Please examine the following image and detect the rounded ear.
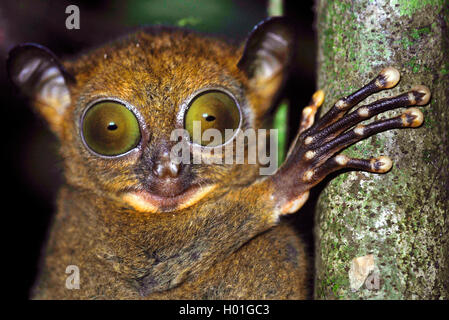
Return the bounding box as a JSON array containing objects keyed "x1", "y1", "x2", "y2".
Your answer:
[
  {"x1": 238, "y1": 17, "x2": 296, "y2": 113},
  {"x1": 6, "y1": 43, "x2": 75, "y2": 133}
]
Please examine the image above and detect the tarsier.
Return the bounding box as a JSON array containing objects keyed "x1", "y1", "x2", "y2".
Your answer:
[{"x1": 8, "y1": 17, "x2": 430, "y2": 299}]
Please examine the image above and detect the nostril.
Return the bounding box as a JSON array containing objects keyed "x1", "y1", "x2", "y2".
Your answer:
[{"x1": 168, "y1": 161, "x2": 179, "y2": 178}]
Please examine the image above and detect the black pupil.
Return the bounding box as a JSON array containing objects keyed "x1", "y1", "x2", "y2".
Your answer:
[
  {"x1": 108, "y1": 122, "x2": 117, "y2": 131},
  {"x1": 203, "y1": 113, "x2": 215, "y2": 122}
]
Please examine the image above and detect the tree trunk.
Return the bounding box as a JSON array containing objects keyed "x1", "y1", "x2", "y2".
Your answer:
[{"x1": 315, "y1": 0, "x2": 449, "y2": 299}]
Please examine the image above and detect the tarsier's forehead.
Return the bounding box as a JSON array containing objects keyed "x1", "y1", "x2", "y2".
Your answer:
[{"x1": 67, "y1": 28, "x2": 245, "y2": 114}]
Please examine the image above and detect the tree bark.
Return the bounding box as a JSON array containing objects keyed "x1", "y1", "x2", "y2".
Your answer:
[{"x1": 314, "y1": 0, "x2": 449, "y2": 299}]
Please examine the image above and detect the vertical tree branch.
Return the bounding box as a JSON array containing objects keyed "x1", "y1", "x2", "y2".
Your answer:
[{"x1": 315, "y1": 0, "x2": 449, "y2": 299}]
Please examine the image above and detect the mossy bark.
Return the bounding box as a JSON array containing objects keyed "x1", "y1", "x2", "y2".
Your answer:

◇ ◇ ◇

__Task__
From the data above, write out everything exactly except the pictures.

__Result of the exercise__
Please examine the following image and detect the rounded ear.
Return the bounding box as a JSON array containing objects keyed "x1", "y1", "x2", "y2".
Your answer:
[
  {"x1": 238, "y1": 17, "x2": 296, "y2": 113},
  {"x1": 6, "y1": 43, "x2": 75, "y2": 133}
]
Please examine the image above and detect the tarsier.
Return the bounding box as a JSON array containing objects keyed "x1", "y1", "x2", "y2".
Your answer:
[{"x1": 8, "y1": 17, "x2": 430, "y2": 299}]
Please examine the image above and detect the nostril.
Return the bounding box as a JSON array containing objects keyed "x1", "y1", "x2", "y2".
Your answer:
[{"x1": 168, "y1": 161, "x2": 179, "y2": 178}]
Please examine the image above and detect the black pupil.
Return the bounding box as a JSON array containing objects keyed "x1", "y1", "x2", "y2".
Your answer:
[
  {"x1": 108, "y1": 122, "x2": 117, "y2": 131},
  {"x1": 203, "y1": 113, "x2": 215, "y2": 122}
]
Please examine the image above and detect the tree trunk.
Return the bounding box as a JSON array containing objects keyed "x1", "y1", "x2", "y2".
Your answer:
[{"x1": 315, "y1": 0, "x2": 449, "y2": 299}]
Please examine the image above and detect the tarsier's forehead.
Return the bounding box as a JSON array containing objects keyed "x1", "y1", "x2", "y2".
Your answer:
[{"x1": 67, "y1": 28, "x2": 245, "y2": 114}]
Please examine the image above and detect the tree bark.
Return the bounding box as a JSON array containing objects keyed "x1", "y1", "x2", "y2".
Your answer:
[{"x1": 314, "y1": 0, "x2": 449, "y2": 299}]
Please examine the image above and detect the vertical tree branch.
Return the bounding box as a JSON array containing objects keyed "x1", "y1", "x2", "y2".
Your answer:
[{"x1": 315, "y1": 0, "x2": 449, "y2": 299}]
Please examine the image above and detect the mossy bark.
Return the bounding box as a JSON array containing objects keyed "x1", "y1", "x2", "y2".
Your answer:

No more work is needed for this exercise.